» EXCERPTED TEXT:
Electromagnetic Wave

Section 49.1 Electromagnetic Wave

The wave nature of light is essential for many phenomena exhibited by light. In 1865, James Clerk Maxwell identified light as intertwined waves of electric and magnetic fields. These waves are called electromagnetic waves. Before Maxwell, optics and electromagnetism were two separate branches of study in physics. Maxwell showed that optics is actually a subfield of electromagnetism.

According to the Maxwell's equations of electricity and magnetism, an oscillating electric field induces an oscillating magnetic field, which in turn induces oscillating electric field. This explains how light can travel in vacuum without needing any material medium. Maxwell also showed that the electric and magnetic fields of an electromagnetic wave in vacuum are perpendicular to each other, and they in turn are perpendicular to the direction of the propagation of the wave.

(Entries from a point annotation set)
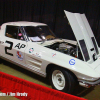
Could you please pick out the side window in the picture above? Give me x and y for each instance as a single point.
(14, 32)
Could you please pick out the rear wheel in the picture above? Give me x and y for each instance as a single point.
(62, 80)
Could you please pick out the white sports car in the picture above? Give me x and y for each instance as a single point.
(33, 46)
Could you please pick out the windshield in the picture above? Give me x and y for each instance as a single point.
(39, 33)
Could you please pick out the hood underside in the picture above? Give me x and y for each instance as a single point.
(84, 35)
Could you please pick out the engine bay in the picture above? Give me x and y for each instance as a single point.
(64, 48)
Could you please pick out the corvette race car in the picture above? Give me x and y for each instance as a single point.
(33, 46)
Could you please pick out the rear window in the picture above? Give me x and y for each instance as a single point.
(84, 50)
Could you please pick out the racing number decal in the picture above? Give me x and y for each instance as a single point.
(9, 48)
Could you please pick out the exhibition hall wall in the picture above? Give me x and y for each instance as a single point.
(51, 12)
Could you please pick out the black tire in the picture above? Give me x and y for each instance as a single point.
(68, 85)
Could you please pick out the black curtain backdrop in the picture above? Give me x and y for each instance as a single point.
(51, 12)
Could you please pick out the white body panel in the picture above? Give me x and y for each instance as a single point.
(36, 57)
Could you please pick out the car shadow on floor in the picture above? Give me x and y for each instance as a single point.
(26, 72)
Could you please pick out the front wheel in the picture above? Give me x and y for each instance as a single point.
(62, 80)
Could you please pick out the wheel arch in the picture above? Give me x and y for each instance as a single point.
(50, 66)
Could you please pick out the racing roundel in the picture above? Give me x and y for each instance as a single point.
(19, 55)
(31, 50)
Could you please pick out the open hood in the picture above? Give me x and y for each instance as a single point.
(84, 36)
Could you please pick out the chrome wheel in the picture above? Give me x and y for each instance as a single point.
(58, 80)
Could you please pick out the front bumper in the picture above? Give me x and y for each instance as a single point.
(88, 84)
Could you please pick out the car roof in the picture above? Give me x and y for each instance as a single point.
(24, 23)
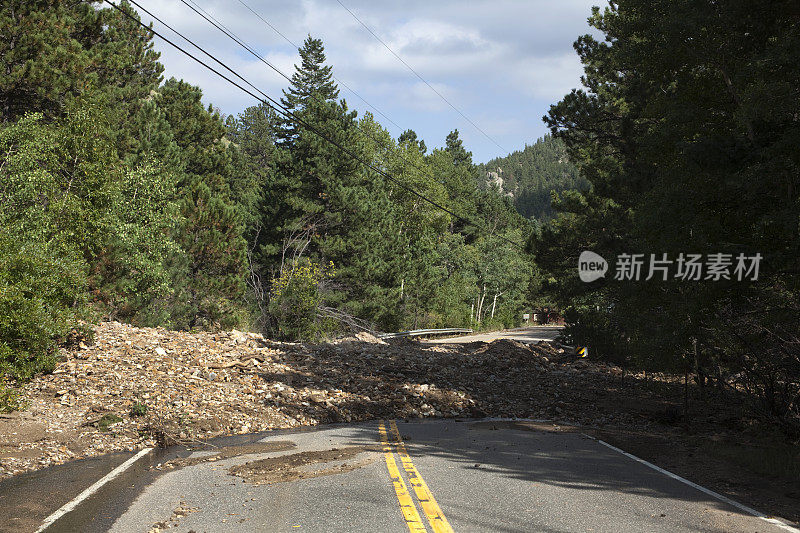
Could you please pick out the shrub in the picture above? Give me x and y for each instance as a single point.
(40, 293)
(11, 398)
(295, 297)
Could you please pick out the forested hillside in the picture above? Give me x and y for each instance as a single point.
(125, 197)
(688, 129)
(530, 176)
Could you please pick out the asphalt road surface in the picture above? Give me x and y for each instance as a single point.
(397, 476)
(526, 335)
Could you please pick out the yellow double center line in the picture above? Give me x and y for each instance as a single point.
(432, 511)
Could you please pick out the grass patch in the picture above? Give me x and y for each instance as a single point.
(107, 420)
(11, 398)
(138, 409)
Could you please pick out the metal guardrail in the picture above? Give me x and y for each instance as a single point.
(420, 332)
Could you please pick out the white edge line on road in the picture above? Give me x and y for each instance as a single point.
(69, 506)
(710, 492)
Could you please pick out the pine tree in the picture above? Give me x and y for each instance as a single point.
(212, 226)
(311, 79)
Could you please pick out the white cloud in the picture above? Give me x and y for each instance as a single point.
(501, 62)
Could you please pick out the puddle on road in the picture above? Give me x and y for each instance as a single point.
(522, 425)
(227, 452)
(306, 465)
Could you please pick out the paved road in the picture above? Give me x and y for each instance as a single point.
(527, 335)
(437, 475)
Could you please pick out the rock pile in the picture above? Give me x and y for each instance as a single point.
(137, 387)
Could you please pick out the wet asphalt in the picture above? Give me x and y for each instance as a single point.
(484, 475)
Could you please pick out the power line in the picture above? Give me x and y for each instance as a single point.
(280, 108)
(420, 77)
(230, 34)
(276, 30)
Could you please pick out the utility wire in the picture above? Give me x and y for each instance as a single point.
(276, 30)
(420, 77)
(230, 34)
(280, 108)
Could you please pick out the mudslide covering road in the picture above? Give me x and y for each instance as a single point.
(396, 476)
(527, 335)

» GIVEN EXERCISE: Reproduce the passage on electromagnetic waves word for word, from "The wave nature" up to and including "of the wave.".

» COMPLETE ANSWER:
The wave nature of light is essential for many phenomena exhibited by light. In 1865, James Clerk Maxwell identified light as intertwined waves of electric and magnetic fields. These waves are called electromagnetic waves. Before Maxwell, optics and electromagnetism were two separate branches of study in physics. Maxwell showed that optics is actually a subfield of electromagnetism.

According to the Maxwell's equations of electricity and magnetism, an oscillating electric field induces an oscillating magnetic field, which in turn induces oscillating electric field. This explains how light can travel in vacuum without needing any material medium. Maxwell also showed that the electric and magnetic fields of an electromagnetic wave in vacuum are perpendicular to each other, and they in turn are perpendicular to the direction of the propagation of the wave.